# ТЕКСТ ДЛЯ ЧТЕНИЯ:
- - -
Первая волна или вторая волна... Я не хочу обижать, некоторые уехав туда, работают для России, у нас есть такие друзья, которые приезжают в Дом Русского Зарубежья. Замечательная женщина Кира Рифшти, она живет в Девоне на границе Франции и Швейцарии, формально на французской территории, хотя границы там нет, как вы понимаете. Она столько замечательных добрых дел делает для России.
А. Митрофанова
— А расскажите, что она делает, например?
С. Зайцев
— Она и знакомит, пытается какие-то архивы нам передавать, знакомит с людьми, которые нам передают эти архивы в Дом Русского Зарубежья, потому что архивы могли бы пропасть. Повторяю, сколько уже было таких, ценнейшие вещи пропадали. Она сейчас на 9 мая организовала, причем я ей в этом никак не помогал, показ фильма «Союзники», потому что она искренне переживает за нынешнее отношение к России в Западной Европе, во Франции, в частности. Она организовала этот показ, почти 100 человек собрала и совершенно разных людей, там были русские и не русские, и все плакали после этого фильма и говорили: «Что же, мы же можем дружить, оказывается». Потому что то, что нам политики навязывают — это одно, а люди хотят общаться, хотят дружить.
Я, например, знал одного замечательного человека, представителя первой волны эмиграции Никиты Валерьяновича Моравского. Он сначала эмигрировал в Харбин, в Шанхай, на острове Табабау был в лагере. И потом 60 лет практически прожил в Америке. И он мне говорили, цитирую, что называется, он мне говорил: «Сережа, вы знаете, я очень люблю Америка, у нас самая красивая страна в мире, я очень люблю американцев, это очень добрые люди, но у нас самое злое в мире правительство». Он говорил такие вещи. Как хотите к этому относитесь.
- - -
# ИСХОДНЫЕ СТРОКИ:
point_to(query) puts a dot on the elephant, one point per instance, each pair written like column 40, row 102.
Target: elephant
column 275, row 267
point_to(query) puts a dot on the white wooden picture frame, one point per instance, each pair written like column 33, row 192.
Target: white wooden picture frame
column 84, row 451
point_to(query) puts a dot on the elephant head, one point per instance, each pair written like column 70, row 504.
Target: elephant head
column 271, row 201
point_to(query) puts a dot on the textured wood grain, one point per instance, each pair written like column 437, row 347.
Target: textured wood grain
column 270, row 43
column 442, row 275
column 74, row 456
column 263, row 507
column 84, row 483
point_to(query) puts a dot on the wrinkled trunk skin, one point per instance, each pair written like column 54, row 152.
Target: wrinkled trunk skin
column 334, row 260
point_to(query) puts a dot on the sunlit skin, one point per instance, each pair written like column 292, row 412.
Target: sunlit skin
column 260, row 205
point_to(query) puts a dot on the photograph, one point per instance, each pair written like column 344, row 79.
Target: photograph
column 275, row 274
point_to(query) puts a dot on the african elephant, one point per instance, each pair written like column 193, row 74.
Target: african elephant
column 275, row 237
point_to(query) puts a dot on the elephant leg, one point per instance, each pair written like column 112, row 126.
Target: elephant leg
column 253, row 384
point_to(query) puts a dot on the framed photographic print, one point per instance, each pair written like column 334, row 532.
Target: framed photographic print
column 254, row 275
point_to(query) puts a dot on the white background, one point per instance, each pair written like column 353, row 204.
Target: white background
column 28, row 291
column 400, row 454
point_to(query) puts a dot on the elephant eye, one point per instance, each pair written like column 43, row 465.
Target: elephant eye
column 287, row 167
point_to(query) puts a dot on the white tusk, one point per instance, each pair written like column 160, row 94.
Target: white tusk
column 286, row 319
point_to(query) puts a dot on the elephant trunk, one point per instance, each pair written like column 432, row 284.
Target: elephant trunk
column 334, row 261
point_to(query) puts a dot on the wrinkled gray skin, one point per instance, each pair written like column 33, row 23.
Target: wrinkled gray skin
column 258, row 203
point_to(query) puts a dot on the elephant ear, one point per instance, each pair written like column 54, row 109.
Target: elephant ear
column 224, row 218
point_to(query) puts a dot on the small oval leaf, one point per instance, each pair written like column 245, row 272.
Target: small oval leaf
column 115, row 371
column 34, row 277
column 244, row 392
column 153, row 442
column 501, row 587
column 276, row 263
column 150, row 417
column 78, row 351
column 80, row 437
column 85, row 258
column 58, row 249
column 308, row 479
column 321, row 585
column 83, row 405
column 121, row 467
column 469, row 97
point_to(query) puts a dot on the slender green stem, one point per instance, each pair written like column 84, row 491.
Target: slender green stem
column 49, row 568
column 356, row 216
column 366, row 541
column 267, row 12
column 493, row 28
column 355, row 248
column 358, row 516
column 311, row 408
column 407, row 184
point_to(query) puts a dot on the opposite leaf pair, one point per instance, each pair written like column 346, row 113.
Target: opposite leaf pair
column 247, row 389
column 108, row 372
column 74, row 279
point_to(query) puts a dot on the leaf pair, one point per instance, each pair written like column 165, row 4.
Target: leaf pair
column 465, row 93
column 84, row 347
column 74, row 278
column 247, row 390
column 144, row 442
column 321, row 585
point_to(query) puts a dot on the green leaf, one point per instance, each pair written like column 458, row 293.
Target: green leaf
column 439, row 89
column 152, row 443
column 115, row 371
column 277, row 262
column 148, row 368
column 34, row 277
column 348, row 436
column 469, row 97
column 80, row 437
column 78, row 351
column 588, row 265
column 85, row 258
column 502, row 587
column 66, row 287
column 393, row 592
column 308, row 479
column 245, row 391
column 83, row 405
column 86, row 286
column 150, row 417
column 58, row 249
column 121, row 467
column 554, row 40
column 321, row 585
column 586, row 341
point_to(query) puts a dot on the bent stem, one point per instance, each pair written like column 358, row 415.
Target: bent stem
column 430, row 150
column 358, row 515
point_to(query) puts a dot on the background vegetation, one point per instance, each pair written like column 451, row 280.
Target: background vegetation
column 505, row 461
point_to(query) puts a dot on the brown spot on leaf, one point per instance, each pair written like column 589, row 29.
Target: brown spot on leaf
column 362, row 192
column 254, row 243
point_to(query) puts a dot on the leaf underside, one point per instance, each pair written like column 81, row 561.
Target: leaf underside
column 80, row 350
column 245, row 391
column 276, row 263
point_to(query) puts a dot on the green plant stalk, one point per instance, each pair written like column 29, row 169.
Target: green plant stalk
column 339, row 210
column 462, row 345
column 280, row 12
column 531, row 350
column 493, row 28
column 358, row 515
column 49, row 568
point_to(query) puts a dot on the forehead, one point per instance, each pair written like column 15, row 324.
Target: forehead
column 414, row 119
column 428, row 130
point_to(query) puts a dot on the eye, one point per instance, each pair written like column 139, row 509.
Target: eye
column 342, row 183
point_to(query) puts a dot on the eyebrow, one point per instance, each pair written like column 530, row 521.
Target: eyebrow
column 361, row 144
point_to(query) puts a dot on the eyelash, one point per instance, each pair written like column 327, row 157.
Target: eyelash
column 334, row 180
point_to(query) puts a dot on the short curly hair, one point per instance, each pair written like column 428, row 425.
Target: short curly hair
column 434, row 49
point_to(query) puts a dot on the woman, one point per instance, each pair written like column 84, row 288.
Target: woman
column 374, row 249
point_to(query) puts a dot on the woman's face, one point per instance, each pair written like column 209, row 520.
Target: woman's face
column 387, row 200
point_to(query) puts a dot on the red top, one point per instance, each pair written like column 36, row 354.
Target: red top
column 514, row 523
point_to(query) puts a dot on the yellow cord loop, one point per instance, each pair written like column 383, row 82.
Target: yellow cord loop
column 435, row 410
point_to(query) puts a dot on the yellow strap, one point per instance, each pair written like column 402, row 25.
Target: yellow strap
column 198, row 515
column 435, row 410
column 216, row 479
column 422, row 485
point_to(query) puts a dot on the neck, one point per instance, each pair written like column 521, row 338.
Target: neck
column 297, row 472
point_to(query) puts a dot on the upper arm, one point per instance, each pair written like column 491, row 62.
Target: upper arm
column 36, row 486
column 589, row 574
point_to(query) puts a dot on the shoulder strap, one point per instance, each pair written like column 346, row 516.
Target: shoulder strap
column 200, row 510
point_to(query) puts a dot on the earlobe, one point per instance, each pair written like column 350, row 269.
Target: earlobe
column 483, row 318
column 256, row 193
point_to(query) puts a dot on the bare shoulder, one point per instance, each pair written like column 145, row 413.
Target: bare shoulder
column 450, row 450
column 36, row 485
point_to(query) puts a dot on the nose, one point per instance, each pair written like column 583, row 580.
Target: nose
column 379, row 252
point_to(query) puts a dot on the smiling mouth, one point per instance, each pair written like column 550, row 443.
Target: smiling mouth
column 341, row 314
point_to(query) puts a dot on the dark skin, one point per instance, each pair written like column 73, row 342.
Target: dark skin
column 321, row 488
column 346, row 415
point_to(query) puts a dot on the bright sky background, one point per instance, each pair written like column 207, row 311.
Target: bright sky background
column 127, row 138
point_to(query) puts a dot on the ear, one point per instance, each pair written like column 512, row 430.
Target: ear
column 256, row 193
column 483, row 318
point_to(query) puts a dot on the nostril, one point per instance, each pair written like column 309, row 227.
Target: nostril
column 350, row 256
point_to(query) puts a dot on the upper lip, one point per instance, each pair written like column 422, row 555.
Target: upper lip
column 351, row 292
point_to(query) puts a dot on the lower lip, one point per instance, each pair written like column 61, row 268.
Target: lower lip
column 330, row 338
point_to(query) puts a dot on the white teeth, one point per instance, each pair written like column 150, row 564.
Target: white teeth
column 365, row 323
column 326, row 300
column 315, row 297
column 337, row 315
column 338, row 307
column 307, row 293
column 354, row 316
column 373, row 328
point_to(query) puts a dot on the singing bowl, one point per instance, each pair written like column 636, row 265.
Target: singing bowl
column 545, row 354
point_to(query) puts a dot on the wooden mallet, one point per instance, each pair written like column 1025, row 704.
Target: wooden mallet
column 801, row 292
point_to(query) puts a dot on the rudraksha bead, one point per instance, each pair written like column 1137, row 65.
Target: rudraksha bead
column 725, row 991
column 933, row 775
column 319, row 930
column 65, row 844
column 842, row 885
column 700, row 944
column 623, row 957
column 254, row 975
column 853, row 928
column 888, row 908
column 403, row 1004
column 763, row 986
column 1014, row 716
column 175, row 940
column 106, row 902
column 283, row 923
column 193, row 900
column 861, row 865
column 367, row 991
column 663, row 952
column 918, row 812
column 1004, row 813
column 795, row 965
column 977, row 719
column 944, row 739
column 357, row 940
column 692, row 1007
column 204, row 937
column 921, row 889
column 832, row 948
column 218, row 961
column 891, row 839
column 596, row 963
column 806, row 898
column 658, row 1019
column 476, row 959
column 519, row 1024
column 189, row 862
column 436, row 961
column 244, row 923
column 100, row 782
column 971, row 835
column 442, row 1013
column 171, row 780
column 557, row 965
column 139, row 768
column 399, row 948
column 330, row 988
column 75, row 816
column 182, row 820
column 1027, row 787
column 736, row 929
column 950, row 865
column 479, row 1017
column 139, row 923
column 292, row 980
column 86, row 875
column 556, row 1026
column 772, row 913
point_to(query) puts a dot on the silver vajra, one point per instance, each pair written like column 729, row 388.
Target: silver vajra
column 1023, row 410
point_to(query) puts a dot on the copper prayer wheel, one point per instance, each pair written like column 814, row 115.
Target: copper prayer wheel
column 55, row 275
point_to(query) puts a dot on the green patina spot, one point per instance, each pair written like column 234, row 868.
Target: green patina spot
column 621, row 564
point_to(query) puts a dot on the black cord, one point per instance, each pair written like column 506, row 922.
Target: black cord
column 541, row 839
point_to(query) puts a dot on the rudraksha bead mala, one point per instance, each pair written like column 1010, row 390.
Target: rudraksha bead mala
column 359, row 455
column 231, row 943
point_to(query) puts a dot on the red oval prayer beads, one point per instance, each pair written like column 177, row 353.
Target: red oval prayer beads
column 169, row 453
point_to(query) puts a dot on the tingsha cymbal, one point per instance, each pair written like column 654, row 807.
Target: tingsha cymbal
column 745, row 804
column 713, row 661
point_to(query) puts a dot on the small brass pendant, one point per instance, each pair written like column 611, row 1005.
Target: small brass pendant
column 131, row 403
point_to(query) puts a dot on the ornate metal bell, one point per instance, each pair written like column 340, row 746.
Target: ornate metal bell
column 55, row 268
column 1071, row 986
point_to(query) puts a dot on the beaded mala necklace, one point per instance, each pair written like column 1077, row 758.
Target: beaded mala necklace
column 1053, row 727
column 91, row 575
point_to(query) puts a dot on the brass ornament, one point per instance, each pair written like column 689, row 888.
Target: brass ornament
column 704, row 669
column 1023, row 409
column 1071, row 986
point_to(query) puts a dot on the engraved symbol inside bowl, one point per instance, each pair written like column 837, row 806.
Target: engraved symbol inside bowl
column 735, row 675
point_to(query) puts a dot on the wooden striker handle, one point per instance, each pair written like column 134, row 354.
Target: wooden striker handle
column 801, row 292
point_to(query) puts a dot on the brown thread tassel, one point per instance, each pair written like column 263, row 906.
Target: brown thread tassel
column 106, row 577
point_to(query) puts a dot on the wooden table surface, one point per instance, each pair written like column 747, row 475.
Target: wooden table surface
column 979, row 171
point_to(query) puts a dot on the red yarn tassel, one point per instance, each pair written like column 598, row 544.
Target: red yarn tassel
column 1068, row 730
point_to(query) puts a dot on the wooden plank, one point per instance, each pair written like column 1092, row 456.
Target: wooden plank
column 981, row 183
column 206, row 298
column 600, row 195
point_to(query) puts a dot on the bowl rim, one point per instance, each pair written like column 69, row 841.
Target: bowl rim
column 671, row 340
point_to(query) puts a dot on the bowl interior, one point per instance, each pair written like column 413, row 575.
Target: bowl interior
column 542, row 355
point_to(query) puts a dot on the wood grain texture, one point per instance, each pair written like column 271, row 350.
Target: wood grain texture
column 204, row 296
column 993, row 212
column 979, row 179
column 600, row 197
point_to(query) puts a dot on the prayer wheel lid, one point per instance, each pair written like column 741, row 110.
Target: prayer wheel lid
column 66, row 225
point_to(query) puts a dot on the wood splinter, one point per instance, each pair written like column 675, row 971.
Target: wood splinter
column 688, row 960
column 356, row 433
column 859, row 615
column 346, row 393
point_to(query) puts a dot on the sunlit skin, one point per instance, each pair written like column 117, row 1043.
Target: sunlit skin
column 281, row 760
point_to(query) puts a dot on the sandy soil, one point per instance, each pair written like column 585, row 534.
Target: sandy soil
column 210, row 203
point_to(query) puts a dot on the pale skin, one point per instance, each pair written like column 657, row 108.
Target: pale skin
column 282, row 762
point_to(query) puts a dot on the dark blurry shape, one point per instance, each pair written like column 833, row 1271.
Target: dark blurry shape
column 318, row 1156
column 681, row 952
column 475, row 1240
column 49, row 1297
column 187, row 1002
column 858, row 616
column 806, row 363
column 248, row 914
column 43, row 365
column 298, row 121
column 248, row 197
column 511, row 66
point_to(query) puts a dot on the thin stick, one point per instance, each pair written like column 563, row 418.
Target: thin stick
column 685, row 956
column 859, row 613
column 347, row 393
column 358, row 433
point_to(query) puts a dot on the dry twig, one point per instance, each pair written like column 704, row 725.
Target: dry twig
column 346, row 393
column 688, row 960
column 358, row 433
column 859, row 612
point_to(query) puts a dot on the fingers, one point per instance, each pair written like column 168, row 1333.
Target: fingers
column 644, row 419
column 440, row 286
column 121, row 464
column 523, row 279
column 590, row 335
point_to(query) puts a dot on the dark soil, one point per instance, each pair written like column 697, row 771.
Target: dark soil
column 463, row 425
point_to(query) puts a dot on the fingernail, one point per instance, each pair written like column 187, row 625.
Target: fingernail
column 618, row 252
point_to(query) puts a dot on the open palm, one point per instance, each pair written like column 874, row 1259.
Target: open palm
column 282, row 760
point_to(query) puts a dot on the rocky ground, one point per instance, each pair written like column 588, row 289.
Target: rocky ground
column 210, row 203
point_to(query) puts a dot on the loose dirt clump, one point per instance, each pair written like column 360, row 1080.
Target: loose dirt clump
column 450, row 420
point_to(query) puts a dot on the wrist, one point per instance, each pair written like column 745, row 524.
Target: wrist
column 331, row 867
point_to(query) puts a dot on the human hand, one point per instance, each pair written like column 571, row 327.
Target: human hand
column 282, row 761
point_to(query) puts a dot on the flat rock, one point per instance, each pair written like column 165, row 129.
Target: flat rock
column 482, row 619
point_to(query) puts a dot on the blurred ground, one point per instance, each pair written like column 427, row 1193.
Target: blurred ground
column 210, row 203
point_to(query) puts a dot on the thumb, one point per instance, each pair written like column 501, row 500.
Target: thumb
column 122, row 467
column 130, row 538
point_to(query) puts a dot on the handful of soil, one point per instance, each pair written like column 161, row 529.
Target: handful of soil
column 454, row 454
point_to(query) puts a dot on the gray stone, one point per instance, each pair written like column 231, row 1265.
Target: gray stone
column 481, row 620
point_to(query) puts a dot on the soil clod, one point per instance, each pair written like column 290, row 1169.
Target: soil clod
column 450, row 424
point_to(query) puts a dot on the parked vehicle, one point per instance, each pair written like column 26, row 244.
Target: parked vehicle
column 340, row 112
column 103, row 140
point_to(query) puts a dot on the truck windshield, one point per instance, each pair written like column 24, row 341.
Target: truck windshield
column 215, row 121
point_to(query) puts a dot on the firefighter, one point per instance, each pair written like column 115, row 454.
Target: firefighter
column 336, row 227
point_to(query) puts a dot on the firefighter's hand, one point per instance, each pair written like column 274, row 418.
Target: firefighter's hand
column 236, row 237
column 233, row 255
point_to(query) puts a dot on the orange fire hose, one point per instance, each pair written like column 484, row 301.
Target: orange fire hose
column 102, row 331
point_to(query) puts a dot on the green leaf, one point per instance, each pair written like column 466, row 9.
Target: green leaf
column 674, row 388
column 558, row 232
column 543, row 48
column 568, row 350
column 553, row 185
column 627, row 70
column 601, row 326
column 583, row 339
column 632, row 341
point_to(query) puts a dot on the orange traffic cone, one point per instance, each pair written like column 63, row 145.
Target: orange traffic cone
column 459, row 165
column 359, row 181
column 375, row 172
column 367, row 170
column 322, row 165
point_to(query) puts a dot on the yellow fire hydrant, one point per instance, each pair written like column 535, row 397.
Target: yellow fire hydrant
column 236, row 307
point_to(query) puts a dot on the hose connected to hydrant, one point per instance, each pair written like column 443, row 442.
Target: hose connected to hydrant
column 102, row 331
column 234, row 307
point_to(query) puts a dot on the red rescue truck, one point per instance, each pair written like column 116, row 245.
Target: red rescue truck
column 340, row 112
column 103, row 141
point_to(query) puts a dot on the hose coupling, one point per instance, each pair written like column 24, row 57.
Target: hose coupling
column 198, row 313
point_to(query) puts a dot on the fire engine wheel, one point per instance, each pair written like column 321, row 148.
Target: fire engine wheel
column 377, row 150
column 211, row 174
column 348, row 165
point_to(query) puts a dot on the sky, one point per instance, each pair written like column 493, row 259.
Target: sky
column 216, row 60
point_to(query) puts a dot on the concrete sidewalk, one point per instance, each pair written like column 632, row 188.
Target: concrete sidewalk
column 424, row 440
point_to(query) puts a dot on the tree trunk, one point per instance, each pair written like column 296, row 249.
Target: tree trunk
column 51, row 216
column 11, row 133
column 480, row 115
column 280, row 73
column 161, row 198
- - -
# УПРАЖНЕНИЯ:
**1.** Перепишите из текста отрывок от слов «Первая волна или» вплоть до слов «делает для России.» включительно.
**2.** Покажите все строки, в которых встречается слово «wrist».
Текст и строки — это два отдельных материала, никак не связанных друг с другом.

# РЕЗУЛЬТАТЫ ПО ЗАДАНИЯМ:
**1.**
Первая волна или вторая волна... Я не хочу обижать, некоторые уехав туда, работают для России, у нас есть такие друзья, которые приезжают в Дом Русского Зарубежья. Замечательная женщина Кира Рифшти, она живет в Девоне на границе Франции и Швейцарии, формально на французской территории, хотя границы там нет, как вы понимаете. Она столько замечательных добрых дел делает для России.

**2.**
point_to(query) puts a dot on the wrist, one point per instance, each pair written like column 745, row 524.
Target: wrist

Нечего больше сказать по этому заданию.